Task objective:
Rewrite the lines from the one containing "Practice step: locate the navy blue" through the one containing "(1042, 326)", inclusive, as a numbered list with blank lines omitted. Include only those lines.

(Location labeling records)
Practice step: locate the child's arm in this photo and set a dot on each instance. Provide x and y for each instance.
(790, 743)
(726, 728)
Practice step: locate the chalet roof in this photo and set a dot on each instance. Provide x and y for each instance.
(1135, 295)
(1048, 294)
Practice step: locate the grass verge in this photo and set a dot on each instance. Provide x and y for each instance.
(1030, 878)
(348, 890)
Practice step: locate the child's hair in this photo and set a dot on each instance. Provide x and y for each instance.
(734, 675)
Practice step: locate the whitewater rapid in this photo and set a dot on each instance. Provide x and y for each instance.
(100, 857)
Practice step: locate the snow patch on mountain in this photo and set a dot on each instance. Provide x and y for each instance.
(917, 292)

--

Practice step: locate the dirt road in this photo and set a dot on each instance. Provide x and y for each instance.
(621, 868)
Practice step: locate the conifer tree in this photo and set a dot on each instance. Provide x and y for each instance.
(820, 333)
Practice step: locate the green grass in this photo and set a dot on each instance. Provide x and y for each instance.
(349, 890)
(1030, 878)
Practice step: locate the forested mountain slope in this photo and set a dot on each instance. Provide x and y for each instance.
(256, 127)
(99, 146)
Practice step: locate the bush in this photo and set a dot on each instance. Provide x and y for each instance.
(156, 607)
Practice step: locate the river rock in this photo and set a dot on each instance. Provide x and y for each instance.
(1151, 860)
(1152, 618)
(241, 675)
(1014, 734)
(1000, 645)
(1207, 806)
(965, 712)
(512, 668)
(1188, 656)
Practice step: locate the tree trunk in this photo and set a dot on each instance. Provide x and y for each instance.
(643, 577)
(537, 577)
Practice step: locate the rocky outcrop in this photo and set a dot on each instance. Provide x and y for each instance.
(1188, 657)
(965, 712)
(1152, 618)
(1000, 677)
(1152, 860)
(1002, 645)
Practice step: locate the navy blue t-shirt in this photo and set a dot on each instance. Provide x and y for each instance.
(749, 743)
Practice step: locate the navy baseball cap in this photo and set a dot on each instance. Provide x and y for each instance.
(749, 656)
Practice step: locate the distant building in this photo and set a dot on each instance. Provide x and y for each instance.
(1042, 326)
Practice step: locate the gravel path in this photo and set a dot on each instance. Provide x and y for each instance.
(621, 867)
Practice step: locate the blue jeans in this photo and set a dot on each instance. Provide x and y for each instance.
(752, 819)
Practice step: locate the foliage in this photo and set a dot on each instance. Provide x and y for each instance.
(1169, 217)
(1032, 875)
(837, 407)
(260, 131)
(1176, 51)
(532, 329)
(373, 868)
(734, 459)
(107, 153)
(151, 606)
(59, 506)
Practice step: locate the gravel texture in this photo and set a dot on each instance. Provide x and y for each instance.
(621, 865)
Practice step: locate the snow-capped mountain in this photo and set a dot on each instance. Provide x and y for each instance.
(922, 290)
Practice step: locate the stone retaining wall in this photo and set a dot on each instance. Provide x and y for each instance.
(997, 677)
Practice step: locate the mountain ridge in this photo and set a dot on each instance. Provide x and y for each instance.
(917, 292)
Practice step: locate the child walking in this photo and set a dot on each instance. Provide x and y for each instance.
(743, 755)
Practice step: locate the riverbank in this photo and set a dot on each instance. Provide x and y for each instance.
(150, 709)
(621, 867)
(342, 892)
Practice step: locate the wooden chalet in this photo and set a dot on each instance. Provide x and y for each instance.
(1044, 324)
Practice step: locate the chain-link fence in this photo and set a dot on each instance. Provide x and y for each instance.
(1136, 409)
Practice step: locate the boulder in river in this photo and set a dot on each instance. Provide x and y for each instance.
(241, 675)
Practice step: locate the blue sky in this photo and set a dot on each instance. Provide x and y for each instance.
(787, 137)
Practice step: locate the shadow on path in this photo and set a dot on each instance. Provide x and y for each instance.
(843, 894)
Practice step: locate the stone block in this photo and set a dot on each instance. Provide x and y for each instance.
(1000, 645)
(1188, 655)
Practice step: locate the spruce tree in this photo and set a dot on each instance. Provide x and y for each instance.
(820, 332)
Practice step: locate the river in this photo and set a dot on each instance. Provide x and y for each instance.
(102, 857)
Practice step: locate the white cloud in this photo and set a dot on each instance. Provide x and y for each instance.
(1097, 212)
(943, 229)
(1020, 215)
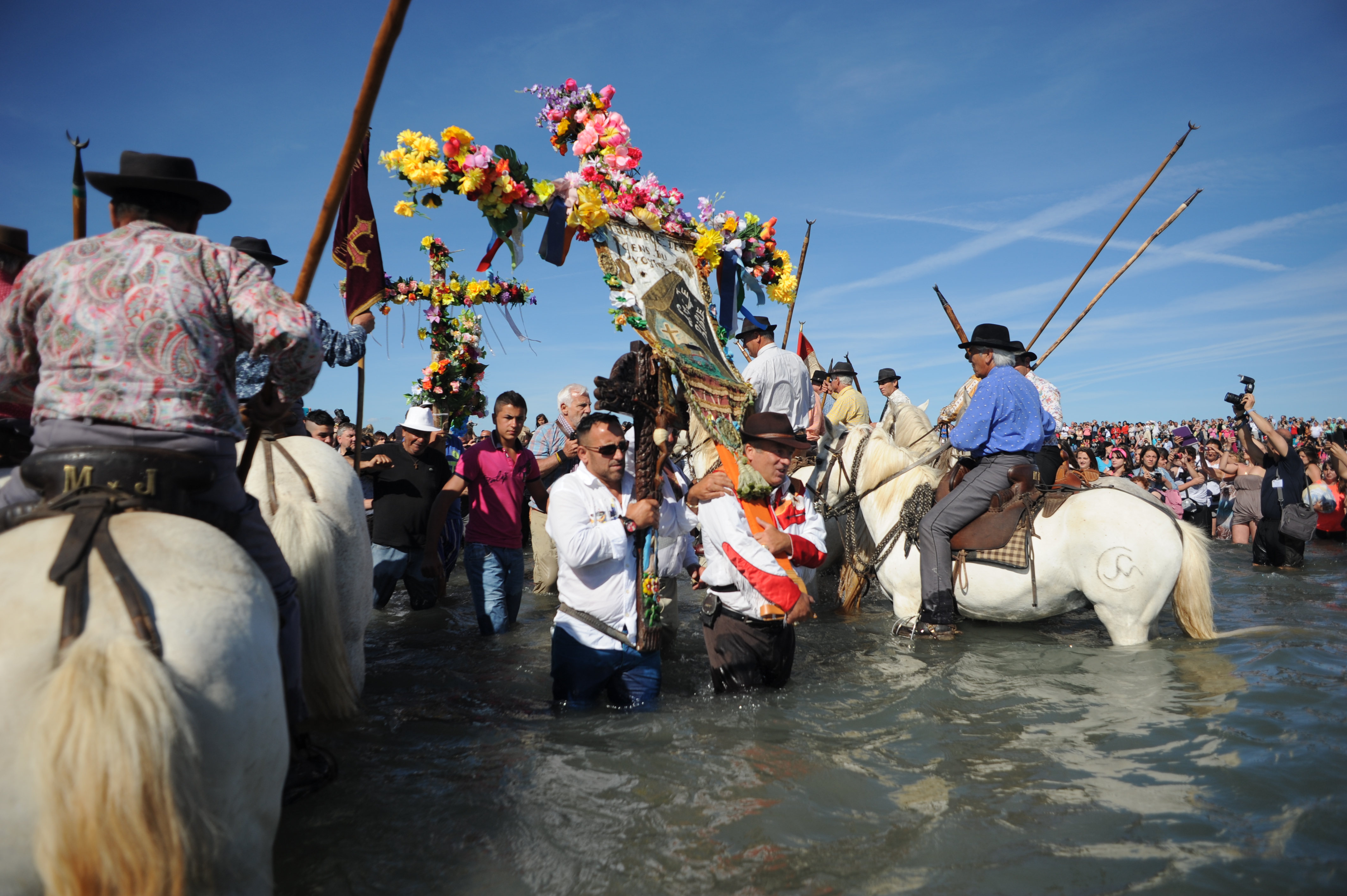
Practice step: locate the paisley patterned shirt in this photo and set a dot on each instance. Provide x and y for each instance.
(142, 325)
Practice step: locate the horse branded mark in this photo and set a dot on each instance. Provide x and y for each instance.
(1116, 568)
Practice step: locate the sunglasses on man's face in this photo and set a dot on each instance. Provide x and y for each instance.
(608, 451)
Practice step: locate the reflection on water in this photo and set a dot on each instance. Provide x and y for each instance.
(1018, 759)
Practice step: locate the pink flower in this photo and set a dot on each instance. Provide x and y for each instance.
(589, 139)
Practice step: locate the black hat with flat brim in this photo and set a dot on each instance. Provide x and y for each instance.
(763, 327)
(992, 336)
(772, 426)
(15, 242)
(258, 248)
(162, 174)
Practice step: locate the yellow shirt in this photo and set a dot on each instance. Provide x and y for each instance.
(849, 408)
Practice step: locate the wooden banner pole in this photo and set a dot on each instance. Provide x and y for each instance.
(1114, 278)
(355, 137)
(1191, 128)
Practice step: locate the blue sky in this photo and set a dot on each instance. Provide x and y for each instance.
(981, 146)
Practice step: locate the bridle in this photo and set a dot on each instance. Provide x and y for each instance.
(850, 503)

---

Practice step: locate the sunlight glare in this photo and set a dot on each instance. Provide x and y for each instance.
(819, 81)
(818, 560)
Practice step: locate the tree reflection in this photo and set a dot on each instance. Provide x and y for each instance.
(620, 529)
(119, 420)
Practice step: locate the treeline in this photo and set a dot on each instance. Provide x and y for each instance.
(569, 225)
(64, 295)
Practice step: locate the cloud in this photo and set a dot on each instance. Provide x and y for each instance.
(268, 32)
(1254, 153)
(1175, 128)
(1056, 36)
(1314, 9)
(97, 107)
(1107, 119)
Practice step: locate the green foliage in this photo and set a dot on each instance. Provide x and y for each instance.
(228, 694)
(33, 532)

Response to the task:
1. Practice step: locate the navy blue t-shirt in this photo and set a dot on each instance. Provide x and y for each instance.
2. (749, 743)
3. Practice step: locate the navy baseball cap in this photo and set a dot on each instance. Provide x and y for each instance.
4. (749, 656)
5. Practice step: locate the distant building in this photo and set a dot on each instance. Provide x and y for each instance.
6. (1042, 326)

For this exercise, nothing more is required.